**Written request:** Convert the entries from the line containing "For the above frame, enumerate every cloud." through the line containing "183;62;282;101", both included, into a two-column CSV with the headers text and answer. Make one row per entry, and put each value in its own quoted field with line breaks replaced by spaces.
<<<<
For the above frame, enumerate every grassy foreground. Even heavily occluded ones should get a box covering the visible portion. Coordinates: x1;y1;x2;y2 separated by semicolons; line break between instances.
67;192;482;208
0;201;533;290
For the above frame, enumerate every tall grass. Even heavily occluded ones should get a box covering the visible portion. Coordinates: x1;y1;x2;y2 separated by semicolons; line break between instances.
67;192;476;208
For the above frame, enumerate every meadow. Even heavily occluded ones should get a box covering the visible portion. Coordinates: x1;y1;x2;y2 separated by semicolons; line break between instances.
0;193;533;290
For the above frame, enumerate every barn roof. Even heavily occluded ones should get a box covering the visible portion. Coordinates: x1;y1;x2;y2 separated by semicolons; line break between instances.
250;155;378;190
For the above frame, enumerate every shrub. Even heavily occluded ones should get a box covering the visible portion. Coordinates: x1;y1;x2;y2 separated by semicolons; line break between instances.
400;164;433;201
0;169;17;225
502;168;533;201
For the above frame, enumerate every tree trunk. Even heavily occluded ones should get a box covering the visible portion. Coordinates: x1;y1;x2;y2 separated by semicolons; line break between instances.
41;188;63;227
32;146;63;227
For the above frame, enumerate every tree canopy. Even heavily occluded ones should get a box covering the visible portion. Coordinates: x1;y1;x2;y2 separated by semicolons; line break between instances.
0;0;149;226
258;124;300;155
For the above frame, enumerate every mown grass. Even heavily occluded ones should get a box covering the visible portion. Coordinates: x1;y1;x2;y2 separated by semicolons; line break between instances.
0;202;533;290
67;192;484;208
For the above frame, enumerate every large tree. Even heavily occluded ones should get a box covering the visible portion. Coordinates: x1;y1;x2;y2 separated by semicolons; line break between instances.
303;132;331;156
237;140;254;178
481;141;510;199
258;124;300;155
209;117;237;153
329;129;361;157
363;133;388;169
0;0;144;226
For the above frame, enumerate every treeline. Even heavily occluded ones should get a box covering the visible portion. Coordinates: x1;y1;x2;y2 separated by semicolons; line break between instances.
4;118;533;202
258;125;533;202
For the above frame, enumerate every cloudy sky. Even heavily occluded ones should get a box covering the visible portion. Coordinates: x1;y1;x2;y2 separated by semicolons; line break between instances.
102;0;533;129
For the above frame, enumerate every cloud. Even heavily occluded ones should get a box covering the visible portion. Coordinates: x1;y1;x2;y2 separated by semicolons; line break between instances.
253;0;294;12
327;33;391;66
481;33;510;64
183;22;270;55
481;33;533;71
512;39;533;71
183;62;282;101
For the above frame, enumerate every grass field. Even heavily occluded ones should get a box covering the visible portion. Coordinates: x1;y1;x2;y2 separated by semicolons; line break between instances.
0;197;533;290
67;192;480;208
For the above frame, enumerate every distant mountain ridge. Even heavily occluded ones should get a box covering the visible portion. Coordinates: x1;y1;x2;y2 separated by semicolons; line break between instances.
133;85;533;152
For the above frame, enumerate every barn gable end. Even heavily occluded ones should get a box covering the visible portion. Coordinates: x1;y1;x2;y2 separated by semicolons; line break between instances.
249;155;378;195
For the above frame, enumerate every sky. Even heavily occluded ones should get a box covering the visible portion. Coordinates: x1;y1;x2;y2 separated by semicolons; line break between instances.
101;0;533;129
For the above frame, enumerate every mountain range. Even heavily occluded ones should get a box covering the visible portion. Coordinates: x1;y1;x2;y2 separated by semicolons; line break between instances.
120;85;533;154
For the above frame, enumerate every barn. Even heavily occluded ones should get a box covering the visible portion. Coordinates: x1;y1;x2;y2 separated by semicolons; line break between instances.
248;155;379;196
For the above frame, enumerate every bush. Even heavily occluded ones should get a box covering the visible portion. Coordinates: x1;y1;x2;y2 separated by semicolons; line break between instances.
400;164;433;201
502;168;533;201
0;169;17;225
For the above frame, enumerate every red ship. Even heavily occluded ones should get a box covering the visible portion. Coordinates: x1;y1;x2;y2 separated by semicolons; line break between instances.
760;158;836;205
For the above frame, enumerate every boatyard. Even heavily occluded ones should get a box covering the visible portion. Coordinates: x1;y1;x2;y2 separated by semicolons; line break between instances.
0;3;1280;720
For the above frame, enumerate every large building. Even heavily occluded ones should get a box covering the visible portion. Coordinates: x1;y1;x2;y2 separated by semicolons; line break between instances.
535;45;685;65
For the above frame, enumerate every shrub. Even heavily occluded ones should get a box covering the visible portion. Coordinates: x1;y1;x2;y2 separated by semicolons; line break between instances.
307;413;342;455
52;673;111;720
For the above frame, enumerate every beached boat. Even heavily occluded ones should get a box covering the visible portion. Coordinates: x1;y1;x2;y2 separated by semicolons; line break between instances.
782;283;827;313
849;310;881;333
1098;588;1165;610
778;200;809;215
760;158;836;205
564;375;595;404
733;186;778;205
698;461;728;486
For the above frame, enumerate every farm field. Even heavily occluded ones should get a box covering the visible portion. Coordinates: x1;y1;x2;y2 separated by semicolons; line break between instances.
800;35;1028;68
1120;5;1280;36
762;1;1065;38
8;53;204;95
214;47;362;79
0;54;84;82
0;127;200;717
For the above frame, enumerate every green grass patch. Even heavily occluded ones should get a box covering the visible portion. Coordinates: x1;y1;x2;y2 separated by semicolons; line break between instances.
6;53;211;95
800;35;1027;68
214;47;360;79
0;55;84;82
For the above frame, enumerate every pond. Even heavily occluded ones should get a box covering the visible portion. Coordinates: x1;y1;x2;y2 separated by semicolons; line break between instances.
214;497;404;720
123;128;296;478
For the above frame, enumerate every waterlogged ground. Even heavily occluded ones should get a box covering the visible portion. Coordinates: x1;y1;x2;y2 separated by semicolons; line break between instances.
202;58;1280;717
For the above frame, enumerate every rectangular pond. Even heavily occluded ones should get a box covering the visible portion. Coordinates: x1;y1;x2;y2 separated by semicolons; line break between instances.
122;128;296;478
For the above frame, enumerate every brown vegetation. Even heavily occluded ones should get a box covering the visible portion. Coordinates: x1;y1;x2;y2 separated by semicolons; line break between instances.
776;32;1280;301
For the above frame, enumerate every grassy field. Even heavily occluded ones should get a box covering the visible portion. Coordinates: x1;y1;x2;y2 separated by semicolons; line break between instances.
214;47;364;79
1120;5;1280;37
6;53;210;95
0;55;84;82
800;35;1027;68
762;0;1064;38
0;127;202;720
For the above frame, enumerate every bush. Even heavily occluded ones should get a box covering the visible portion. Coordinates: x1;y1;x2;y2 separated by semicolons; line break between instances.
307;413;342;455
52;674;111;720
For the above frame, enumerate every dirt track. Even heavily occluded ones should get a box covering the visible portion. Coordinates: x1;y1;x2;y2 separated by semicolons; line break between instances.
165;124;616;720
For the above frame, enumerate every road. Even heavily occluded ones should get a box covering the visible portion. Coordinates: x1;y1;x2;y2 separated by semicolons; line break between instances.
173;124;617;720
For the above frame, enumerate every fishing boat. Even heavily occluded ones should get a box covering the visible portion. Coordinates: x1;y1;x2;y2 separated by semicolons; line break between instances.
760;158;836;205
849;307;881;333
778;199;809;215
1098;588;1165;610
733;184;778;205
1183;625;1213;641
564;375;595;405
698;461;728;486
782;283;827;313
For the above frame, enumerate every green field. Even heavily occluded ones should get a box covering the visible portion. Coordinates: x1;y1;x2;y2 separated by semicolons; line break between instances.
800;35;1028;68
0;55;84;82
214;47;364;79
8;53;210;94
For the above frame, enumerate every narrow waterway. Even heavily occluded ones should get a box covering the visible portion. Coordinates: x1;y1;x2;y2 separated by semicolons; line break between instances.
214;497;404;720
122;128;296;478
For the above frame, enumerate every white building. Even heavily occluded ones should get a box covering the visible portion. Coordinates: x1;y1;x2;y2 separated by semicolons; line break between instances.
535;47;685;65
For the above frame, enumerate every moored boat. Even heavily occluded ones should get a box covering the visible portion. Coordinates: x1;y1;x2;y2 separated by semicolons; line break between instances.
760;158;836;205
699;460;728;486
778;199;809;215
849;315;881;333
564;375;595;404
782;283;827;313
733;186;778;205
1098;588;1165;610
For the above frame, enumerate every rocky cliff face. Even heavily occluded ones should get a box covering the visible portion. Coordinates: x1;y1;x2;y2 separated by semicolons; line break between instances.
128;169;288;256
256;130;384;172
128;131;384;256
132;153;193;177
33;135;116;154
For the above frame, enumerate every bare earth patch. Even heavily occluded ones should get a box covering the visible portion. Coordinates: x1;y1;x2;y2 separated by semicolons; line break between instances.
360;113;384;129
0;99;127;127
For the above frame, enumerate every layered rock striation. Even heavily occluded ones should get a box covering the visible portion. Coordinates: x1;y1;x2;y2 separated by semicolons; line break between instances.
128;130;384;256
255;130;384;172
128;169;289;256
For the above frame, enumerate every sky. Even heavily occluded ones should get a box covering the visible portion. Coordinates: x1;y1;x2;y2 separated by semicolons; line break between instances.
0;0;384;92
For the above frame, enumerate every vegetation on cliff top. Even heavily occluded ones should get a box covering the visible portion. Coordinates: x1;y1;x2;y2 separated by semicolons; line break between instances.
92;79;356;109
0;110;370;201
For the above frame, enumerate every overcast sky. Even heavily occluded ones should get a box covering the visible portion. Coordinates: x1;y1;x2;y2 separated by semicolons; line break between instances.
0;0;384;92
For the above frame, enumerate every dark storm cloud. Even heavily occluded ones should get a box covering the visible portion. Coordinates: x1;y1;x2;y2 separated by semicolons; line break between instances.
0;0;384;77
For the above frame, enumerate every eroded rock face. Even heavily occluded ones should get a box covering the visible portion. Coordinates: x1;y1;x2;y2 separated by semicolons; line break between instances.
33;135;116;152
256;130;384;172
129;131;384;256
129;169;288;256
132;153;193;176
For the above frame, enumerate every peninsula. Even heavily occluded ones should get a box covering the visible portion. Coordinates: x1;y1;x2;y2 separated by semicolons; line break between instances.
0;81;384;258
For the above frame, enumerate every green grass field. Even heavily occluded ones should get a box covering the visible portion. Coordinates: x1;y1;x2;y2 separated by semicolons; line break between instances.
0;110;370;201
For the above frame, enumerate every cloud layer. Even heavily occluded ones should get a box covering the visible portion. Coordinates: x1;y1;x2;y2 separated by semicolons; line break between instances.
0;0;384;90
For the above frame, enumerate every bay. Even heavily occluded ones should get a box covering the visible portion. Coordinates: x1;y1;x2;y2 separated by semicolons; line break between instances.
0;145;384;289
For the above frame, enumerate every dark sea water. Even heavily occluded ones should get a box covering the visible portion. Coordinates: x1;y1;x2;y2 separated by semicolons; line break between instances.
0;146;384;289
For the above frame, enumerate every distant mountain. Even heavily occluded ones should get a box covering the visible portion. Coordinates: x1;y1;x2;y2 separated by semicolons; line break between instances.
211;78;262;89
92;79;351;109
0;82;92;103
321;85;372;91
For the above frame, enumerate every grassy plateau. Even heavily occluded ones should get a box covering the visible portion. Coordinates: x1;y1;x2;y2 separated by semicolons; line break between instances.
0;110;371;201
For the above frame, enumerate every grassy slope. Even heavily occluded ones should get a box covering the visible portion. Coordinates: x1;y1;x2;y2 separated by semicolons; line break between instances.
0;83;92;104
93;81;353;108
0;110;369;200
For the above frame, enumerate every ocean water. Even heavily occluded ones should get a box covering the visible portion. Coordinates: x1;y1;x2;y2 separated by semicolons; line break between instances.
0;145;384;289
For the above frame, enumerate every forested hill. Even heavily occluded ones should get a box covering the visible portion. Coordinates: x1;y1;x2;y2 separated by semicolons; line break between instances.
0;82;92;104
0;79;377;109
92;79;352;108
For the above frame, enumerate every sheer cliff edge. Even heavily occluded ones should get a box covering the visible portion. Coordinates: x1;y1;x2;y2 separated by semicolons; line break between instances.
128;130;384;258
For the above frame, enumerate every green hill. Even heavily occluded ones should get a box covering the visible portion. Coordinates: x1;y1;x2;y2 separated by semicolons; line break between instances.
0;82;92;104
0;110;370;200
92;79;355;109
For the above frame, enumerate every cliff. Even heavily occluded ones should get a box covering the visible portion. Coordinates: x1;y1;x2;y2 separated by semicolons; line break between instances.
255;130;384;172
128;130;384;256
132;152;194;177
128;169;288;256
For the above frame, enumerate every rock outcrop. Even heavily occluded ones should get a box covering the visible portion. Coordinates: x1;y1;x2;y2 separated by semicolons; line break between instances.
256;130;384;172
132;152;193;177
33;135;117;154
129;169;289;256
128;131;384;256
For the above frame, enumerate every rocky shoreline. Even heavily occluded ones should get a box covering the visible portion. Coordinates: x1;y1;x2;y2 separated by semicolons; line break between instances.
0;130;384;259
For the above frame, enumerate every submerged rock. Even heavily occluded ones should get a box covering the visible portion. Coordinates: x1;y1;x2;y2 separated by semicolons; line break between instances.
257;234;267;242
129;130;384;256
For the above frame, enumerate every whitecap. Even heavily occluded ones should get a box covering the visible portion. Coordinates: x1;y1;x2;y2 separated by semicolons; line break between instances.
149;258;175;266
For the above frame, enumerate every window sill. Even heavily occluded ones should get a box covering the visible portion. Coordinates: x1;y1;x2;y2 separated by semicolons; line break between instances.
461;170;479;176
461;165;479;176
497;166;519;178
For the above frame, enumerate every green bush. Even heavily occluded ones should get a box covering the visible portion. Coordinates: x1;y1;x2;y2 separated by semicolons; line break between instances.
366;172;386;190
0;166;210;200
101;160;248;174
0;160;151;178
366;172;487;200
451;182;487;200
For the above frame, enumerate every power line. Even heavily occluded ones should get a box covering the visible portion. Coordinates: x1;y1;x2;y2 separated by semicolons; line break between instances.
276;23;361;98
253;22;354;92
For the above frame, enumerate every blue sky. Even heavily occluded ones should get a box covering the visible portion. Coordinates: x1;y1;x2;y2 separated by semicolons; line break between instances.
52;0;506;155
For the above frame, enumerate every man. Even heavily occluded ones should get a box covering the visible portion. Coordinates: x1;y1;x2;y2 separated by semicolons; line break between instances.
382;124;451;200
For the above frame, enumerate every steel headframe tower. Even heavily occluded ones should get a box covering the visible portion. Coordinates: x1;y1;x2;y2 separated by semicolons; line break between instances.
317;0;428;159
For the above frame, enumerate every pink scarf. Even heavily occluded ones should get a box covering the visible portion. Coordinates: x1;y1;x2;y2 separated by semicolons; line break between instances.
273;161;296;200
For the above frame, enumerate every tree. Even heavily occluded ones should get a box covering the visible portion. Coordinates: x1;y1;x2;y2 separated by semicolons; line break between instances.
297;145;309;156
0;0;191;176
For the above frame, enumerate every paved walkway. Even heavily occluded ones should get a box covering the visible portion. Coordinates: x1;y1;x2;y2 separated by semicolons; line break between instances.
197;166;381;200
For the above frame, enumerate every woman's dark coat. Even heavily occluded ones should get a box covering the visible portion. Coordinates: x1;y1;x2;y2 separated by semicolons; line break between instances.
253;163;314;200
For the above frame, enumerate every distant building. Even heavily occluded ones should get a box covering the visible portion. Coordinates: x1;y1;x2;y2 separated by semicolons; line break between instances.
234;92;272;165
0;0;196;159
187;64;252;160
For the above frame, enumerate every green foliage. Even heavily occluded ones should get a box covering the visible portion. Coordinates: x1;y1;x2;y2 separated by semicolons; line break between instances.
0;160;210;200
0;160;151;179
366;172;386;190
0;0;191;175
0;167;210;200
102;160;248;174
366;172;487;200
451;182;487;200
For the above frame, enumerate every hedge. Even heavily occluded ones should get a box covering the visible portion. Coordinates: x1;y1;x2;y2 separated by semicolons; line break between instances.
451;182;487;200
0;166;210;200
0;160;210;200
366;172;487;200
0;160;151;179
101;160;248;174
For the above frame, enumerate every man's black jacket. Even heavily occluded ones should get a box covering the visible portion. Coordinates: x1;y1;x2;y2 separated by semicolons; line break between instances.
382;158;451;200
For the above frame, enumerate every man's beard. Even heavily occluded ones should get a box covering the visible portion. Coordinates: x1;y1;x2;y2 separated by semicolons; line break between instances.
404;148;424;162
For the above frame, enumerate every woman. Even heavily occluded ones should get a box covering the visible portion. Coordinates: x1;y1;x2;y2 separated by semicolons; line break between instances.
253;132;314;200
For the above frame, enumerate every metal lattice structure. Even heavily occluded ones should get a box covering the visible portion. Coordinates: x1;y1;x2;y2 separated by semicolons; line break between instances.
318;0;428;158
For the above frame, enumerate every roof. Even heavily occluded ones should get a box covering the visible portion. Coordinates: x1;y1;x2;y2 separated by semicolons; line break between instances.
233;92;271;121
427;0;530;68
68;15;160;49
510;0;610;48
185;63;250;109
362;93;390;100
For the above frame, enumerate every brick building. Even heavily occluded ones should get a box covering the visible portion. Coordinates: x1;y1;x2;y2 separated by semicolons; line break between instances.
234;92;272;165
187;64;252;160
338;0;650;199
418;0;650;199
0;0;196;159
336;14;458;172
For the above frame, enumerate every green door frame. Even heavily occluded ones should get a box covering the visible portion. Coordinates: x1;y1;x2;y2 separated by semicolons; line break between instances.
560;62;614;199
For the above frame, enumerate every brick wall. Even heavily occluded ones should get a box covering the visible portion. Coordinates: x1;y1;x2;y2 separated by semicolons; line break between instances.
>>>>
**Reply:**
text,answer
"For the above frame, enumerate every cloud. Even heavily occluded ones should get a box covering the visible portion. Coordinates: x1;y1;x2;y2 separated by semicolons; line break between instances.","253;0;294;12 327;33;391;66 481;33;510;64 183;22;270;55 481;33;533;71 512;39;533;71 183;62;282;101"